● PROBLEM
Can you reproduce, word for word, everything in the piece on transference from "As my brothers" down to "for us, directly."?
** PASSAGE SHOWN follows **
Today I learned a new word – Transference.
The medical definition of Transference : the redirection of feelings and desires and especially of those unconsciously retained from childhood toward a new object (according to Merriam-Webster.com)
My experience of Transference is slightly different from this definition but this idea isn’t foreign to me.
My mom and dad were not from wealthy family, they’ve seen hardships and lived in it as they grew up in mainland China. So when it came time for them to start their own family in Hong Kong, they wanted to provide what they could only dream of and they didn’t dream big. My dad was accepted into University when he was young. However, he was unable to finish his degree due to a few circumstances.
As my brothers and I were growing up, he pined for us to perform well at school, to be accepted into Universities and graduate with “respectable” degrees. However, my dad never told us his hopes and dreams for us, directly.
From my viewpoint, we did well. My oldest brother, Francis, got an university degree then Peter got a college diploma and I got a Bachelor of Science (Engineering) degree. In the end when my dad was diagnosed with terminal cancer, he shared his dream with my niece who was about 8 at the time. He wishes and wants her to become a medical doctor or a lawyer, to make him proud as none of his children, including myself, were able to fulfill his dream.
** End of PASSAGE SHOWN **
** SOURCE MATERIAL follows **
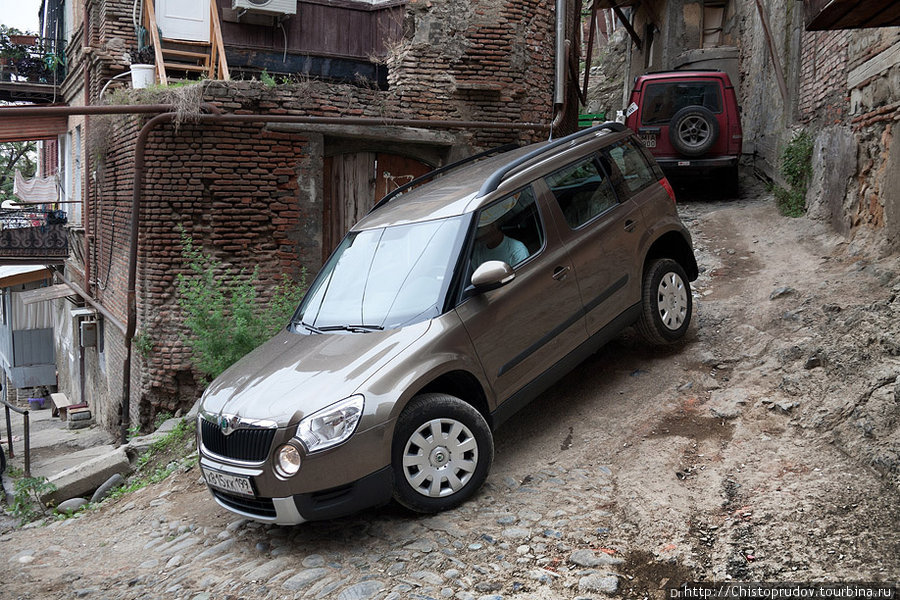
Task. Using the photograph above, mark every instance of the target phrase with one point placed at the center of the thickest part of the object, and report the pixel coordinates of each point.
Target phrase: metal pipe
(90, 300)
(86, 175)
(560, 73)
(68, 111)
(27, 445)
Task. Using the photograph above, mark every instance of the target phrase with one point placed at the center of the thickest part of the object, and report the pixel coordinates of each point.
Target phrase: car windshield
(385, 278)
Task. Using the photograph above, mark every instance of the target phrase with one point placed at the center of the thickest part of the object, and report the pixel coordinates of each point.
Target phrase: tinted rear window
(662, 100)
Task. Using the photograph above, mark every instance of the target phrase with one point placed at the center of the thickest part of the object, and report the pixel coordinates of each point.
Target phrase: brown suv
(440, 314)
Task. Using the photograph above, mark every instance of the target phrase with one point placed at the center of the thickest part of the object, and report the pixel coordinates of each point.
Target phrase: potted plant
(143, 71)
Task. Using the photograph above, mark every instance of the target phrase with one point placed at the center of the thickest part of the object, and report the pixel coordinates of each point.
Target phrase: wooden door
(354, 182)
(181, 20)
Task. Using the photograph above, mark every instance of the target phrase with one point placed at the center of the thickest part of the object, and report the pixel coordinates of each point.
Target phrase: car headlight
(332, 425)
(287, 460)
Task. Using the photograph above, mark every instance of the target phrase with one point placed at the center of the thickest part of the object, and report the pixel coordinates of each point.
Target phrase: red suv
(689, 120)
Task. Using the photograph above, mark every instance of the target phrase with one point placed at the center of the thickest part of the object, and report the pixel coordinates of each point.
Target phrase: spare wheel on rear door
(693, 130)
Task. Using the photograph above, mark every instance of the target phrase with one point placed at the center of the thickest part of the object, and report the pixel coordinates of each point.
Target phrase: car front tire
(666, 303)
(441, 454)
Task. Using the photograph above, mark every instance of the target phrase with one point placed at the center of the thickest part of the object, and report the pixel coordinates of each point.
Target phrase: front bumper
(372, 490)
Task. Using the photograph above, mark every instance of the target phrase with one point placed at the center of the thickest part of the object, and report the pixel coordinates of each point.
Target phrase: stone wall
(852, 103)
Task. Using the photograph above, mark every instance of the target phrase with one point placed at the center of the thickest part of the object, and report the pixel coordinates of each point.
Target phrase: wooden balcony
(33, 237)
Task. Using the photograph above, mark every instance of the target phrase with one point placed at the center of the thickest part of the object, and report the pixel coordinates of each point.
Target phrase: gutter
(165, 113)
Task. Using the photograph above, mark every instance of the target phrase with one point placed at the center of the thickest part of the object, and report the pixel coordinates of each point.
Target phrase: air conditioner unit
(268, 7)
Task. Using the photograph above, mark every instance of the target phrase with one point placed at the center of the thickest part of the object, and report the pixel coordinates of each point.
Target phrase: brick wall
(252, 196)
(823, 96)
(476, 60)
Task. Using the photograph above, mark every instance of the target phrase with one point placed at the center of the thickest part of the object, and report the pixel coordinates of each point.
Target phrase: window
(713, 23)
(634, 172)
(663, 100)
(508, 230)
(582, 190)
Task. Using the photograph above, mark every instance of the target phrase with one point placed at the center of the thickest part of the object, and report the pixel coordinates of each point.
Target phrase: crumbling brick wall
(823, 96)
(252, 195)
** End of SOURCE MATERIAL **
● OUTPUT OF THE TASK
As my brothers and I were growing up, he pined for us to perform well at school, to be accepted into Universities and graduate with “respectable” degrees. However, my dad never told us his hopes and dreams for us, directly.